▽

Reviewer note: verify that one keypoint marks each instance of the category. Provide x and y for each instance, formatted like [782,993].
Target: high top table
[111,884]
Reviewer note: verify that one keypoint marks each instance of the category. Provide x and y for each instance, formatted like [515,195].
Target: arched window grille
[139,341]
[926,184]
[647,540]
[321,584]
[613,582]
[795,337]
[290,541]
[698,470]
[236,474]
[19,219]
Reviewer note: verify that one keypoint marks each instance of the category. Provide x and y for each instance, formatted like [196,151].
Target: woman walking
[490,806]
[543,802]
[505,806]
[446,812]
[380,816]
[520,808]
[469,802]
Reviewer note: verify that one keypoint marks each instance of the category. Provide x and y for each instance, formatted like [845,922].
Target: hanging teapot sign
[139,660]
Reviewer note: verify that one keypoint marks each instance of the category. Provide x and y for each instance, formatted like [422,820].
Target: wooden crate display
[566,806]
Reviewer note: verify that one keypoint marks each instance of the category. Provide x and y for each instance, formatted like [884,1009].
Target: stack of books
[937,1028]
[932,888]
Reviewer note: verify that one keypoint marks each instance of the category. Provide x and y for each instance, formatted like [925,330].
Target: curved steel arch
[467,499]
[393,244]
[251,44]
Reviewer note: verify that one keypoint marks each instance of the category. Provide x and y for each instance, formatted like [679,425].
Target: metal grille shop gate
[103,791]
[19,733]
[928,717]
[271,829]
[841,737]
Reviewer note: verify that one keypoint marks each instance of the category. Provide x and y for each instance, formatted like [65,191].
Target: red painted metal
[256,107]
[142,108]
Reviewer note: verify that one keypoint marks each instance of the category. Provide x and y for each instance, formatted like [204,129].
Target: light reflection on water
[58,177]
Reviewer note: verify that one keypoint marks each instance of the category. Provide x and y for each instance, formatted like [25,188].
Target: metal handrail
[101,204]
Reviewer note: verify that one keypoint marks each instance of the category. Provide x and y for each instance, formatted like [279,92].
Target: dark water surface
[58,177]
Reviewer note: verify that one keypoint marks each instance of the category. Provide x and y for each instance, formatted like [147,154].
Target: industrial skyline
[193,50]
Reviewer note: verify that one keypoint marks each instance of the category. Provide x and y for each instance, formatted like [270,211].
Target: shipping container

△

What is required
Transcribe every record above exactly as written.

Task answer
Reviewer note: verify that one keypoint marks each instance of the category. Provide x and y for each instance, formatted like [782,993].
Target: high top table
[111,884]
Reviewer note: verify that one keypoint marks each instance of the category. Provide x and y for each instance, formatted like [515,195].
Target: arched window grille
[139,341]
[926,184]
[647,540]
[321,584]
[613,582]
[795,337]
[290,541]
[698,470]
[236,474]
[19,219]
Reviewer note: verify that one keypoint marks each instance of the category. Provide x and y for each instance, formatted like [196,151].
Target: woman walking
[490,806]
[543,802]
[505,806]
[446,812]
[380,816]
[520,808]
[469,802]
Reviewer note: verify that one keypoint marks each instance of the category. Provide x and y for each instance, formatted like [845,922].
Target: hanging teapot sign
[139,660]
Reviewer note: verify that one keypoint marks each instance of the category. Provide x and y for each instance, formatted like [422,820].
Target: wooden crate display
[566,806]
Reviewer note: verify that one keypoint marks each instance of the category. Provide x and y for each instance, formatted like [884,1009].
Target: stack of books
[937,1028]
[932,888]
Reviewer note: verify that one keypoint marks each instance of the category. Provide x and y for each instance, formatted like [925,330].
Target: curved steel arch
[467,499]
[393,244]
[251,44]
Reviewer note: verify that one keypoint marks each instance of the category. Provide x and y for each instance, formatted like [679,425].
Target: metal grille shop gate
[103,791]
[19,733]
[928,717]
[271,829]
[841,737]
Reviewer note: verify that one keypoint marks each instance of the category. Provide x and y for each instance, formatted like [65,191].
Target: red painted metal
[256,107]
[142,108]
Reviewer note: verify that one keypoint marks each instance of the category. Provide x and y for each instance, formatted like [204,129].
Target: light reflection on water
[58,177]
Reviewer note: verify that one keypoint marks each instance of the category. Provide x and y for each instance, formatted like [25,188].
Target: metal handrail
[101,204]
Reviewer note: verify that one keypoint marks each instance of the category. Provide x and y for each instance, formatted like [279,92].
Target: dark water surface
[58,177]
Reviewer note: verify that one keypoint marks each instance of the category. Provide x and y for each instance, formatted like [147,154].
Target: industrial skyline
[193,50]
Reviewer note: verify that one keypoint marks each instance of the category. Provide x and y for each instance, formatted like [270,211].
Target: shipping container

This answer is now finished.